**Dataset records**
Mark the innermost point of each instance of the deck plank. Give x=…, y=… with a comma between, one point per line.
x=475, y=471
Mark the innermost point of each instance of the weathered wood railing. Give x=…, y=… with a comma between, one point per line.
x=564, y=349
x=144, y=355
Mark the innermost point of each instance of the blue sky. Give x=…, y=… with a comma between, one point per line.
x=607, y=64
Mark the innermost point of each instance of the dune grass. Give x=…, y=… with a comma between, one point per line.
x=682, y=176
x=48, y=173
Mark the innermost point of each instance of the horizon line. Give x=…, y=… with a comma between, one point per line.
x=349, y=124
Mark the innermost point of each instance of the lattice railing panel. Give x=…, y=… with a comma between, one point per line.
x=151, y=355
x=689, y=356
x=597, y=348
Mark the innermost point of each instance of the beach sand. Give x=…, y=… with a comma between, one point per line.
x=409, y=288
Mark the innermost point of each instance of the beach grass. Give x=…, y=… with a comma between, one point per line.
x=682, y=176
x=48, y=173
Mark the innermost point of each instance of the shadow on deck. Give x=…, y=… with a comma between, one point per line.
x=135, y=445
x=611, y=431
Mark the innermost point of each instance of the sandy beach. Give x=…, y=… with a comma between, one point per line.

**Problem statement**
Having looked over the entries above, reproduce all of them exactly.

**Exercise solution**
Mark the innermost point of each instance of the deck plank. Give x=…, y=… with a comma between, one point per line.
x=475, y=471
Mark the innermost point of each instance of the weathered wood railing. Give x=…, y=… with a comma between, one point per line.
x=564, y=349
x=144, y=355
Mark the innermost point of each instance of the blue sky. Give x=…, y=… with a comma between, one point per line.
x=607, y=64
Mark the innermost point of each instance of the dune grass. Give x=…, y=… with a comma between, one point per line.
x=682, y=176
x=48, y=173
Mark the innermost point of each instance of the horizon line. Give x=…, y=… with a comma between, one point per line.
x=349, y=124
Mark the innermost point of each instance of the lattice railing panel. Give x=…, y=… with a comma between, one point per line.
x=151, y=355
x=689, y=356
x=597, y=348
Mark the innermost point of each instance of the beach sand. Give x=…, y=… with a comma between, one point per line.
x=409, y=288
Mark the innermost point of each instance of the beach grass. Give x=…, y=… with a comma between, one point per line.
x=682, y=176
x=48, y=173
Mark the innermost point of each instance of the shadow on deck. Give x=…, y=… with a comma between, one point per line.
x=135, y=445
x=611, y=431
Mark the innermost point of each instance of the sandy beach. Give x=…, y=… with a comma between, one point per line.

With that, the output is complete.